[Begin DOCUMENT PASSAGE]

# Too hot to retire?



## lee515 (Mar 14, 2015)

Hi everyone,
We posted this on the Spanish forum so just wondered what the situation is in Portugal? We would love to retire to sun and blue skies but are concerned it will be too hot in July August? Are there any areas where its not so bad ie. coast or mountain?


----------



## In 2 bikes (Apr 18, 2013)

We live in the mountains ( Caramulo ) and it's very lush-green here because of the slightly better rainfall. But make no mistake, it reached 34 degrees last summer and was usually 26/7 as an average. Sadly, it was that hot on the previous couple of years that bush fires were prevalent and actually killed several fire fighters. Friends of ours had to prepare a 'go-bag' and be ready to leave their home with 30 minutes notice from the fire authorities should the fires travel with the winds.


----------



## BodgieMcBodge (Mar 8, 2013)

lee515 said:


> Hi everyone,
> We posted this on the Spanish forum so just wondered what the situation is in Portugal? We would love to retire to sun and blue skies but are concerned it will be too hot in July August? Are there any areas where its not so bad ie. coast or mountain?


Portugal is a big place, the UK is a big place. You will find tropical plants growing and snow on the mountains in both places. The average daily temperatures are easy to find on the interwebs but in Portugal (and Spain) you will find the traditional way of life takes into account the heat of the summer. If you visit Salamanga or Tomar it is normal in the mid summer to find children playing in the streets at 11pm but no-one at 1pm. It does seem to be true that only an English person goes out in the midday sun.

Try it for a while as only you can decide if it it too hot, personally I find it the winter to be a bigger PITA.


----------



## BodgieMcBodge (Mar 8, 2013)

...


----------



## Centralbound (Aug 16, 2013)

Portugal is hot in the summer and it persists late in the day and late in the season.


----------



## grandwazoo (Apr 12, 2011)

[End DOCUMENT PASSAGE]
[Begin RECORDED DATA]

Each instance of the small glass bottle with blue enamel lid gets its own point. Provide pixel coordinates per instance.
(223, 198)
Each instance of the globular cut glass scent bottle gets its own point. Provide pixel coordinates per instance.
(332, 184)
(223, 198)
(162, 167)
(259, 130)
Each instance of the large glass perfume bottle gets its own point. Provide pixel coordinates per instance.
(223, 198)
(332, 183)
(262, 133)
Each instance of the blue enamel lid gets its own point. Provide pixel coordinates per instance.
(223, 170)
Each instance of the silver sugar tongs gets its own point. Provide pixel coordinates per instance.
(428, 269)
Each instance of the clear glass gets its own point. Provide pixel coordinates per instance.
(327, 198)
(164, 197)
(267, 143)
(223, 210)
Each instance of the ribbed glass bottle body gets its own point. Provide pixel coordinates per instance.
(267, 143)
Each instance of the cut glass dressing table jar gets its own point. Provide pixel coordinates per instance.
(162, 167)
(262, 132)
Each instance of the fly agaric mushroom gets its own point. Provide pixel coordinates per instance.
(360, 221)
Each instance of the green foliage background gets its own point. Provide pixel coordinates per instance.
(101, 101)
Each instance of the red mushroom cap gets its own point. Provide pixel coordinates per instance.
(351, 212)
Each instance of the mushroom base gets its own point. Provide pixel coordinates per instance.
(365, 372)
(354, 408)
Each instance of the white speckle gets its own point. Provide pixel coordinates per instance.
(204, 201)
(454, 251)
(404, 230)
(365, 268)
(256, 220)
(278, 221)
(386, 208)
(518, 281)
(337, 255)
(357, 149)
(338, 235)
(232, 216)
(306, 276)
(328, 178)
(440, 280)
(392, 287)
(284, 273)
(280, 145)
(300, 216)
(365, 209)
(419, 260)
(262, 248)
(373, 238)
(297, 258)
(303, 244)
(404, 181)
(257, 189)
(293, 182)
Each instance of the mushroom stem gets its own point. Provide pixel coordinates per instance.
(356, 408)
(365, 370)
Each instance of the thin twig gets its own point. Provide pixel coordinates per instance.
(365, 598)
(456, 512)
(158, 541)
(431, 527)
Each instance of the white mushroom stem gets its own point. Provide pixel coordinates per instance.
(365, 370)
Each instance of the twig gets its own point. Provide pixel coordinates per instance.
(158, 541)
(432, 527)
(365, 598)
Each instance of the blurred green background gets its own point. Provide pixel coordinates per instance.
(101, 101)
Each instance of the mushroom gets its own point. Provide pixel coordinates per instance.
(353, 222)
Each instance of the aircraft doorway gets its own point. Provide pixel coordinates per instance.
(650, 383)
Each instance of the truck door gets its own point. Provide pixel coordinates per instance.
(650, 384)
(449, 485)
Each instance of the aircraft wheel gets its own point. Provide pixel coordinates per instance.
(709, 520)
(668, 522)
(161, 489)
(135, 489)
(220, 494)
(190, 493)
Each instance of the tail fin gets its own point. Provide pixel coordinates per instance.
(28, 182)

[End RECORDED DATA]

• [TASKS TO PERFORM]
1) Retype a stretch of the Portugal retirement thread word for word, starting at the words "Portugal is a" and stopping after the words "the midday sun.".
2) Name every username that heads a post in the Portugal retirement thread, giving each one only once.
3) Put this sentence from the Portugal retirement thread into Spanish: "Portugal is hot in the summer and it persists late in the day and late in the season."
The records have nothing to do with this work.

• [ANSWERS IN ORDER]
1)
Portugal is a big place, the UK is a big place. You will find tropical plants growing and snow on the mountains in both places. The average daily temperatures are easy to find on the interwebs but in Portugal (and Spain) you will find the traditional way of life takes into account the heat of the summer. If you visit Salamanga or Tomar it is normal in the mid summer to find children playing in the streets at 11pm but no-one at 1pm. It does seem to be true that only an English person goes out in the midday sun.

2)
lee515
In 2 bikes
BodgieMcBodge
Centralbound
grandwazoo

3) Portugal es caluroso en verano y eso persiste hasta tarde en el día y hasta tarde en la temporada.